#### Exercise
Extract the complete listing and repeat it word for word.

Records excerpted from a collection
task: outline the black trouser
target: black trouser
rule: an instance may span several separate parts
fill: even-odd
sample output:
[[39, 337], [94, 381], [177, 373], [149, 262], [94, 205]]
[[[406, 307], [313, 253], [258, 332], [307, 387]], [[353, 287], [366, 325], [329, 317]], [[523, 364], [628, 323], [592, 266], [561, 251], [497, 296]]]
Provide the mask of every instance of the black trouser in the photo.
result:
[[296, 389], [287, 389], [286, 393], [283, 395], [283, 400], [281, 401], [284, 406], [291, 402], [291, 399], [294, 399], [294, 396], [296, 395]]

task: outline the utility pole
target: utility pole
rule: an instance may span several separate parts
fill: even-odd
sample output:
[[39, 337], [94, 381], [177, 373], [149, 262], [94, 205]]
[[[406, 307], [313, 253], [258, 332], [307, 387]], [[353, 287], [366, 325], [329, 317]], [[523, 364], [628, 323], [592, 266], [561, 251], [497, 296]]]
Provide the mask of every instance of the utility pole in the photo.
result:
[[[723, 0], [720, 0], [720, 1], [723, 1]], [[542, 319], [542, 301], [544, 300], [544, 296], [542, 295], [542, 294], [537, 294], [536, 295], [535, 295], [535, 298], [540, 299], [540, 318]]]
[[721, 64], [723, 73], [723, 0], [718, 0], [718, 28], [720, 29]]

#### Exercise response
task: outline the black trouser
target: black trouser
rule: an instance may span several separate parts
fill: even-odd
sample output:
[[39, 337], [94, 381], [177, 373], [149, 262], [94, 205]]
[[[406, 307], [313, 253], [258, 332], [307, 387]], [[353, 287], [366, 325], [329, 317]], [[523, 364], [628, 323], [592, 266], [561, 251], [497, 296]]]
Provide the mask of every instance of the black trouser in the photo.
result:
[[296, 389], [287, 389], [286, 393], [283, 395], [283, 400], [281, 401], [284, 406], [291, 402], [291, 399], [294, 399], [294, 396], [296, 395]]

task: outline the utility pole
target: utility pole
rule: an instance may span several separate parts
fill: even-odd
sample output:
[[39, 337], [94, 381], [177, 373], [149, 262], [94, 205]]
[[[406, 307], [313, 253], [258, 332], [307, 387]], [[353, 287], [366, 325], [329, 317]], [[523, 364], [628, 323], [592, 266], [561, 251], [497, 296]]]
Provide the mask of every instance of the utility pole in the photo.
result:
[[[723, 0], [720, 0], [720, 1], [723, 1]], [[542, 319], [542, 301], [544, 300], [544, 296], [542, 295], [542, 294], [537, 294], [536, 295], [535, 295], [535, 298], [540, 299], [540, 318]]]
[[721, 64], [723, 73], [723, 0], [718, 0], [718, 28], [720, 29]]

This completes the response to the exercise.